[Referring expression pointing data]
══════════════════════════════
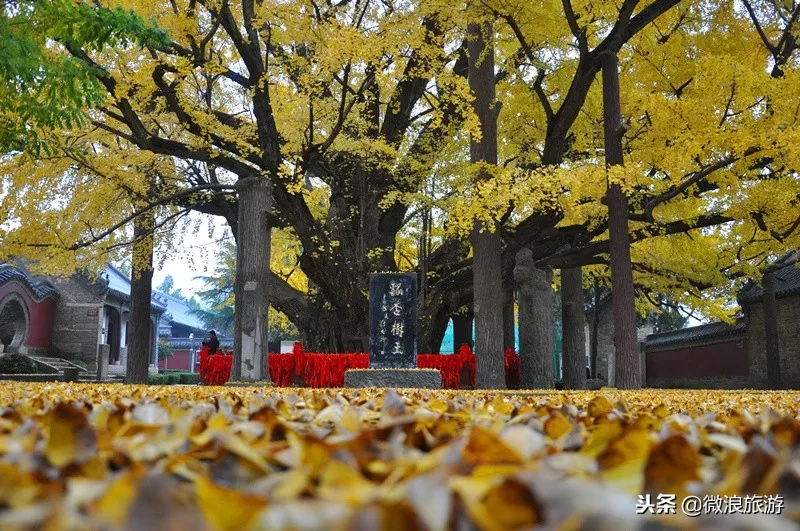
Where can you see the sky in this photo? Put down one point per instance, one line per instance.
(194, 255)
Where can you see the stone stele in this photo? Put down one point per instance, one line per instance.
(394, 378)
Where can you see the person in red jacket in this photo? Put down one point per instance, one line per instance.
(212, 343)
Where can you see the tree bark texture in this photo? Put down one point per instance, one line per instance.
(136, 369)
(771, 331)
(535, 301)
(251, 285)
(487, 246)
(572, 318)
(627, 361)
(508, 314)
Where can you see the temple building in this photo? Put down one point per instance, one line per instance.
(85, 321)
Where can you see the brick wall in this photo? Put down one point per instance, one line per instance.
(789, 342)
(76, 328)
(722, 364)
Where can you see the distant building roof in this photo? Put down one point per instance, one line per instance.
(186, 343)
(41, 289)
(120, 285)
(787, 281)
(694, 334)
(180, 312)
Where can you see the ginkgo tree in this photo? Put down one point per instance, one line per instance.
(333, 121)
══════════════════════════════
▶ **The problem**
Which lines run from the one containing "Where can you see the ginkgo" to the final line of the entries? Return those lines exactly, and only those.

▶ **Written solution**
Where can you see the ginkgo tree in this photo? Put down one point per instance, one line per instance.
(333, 121)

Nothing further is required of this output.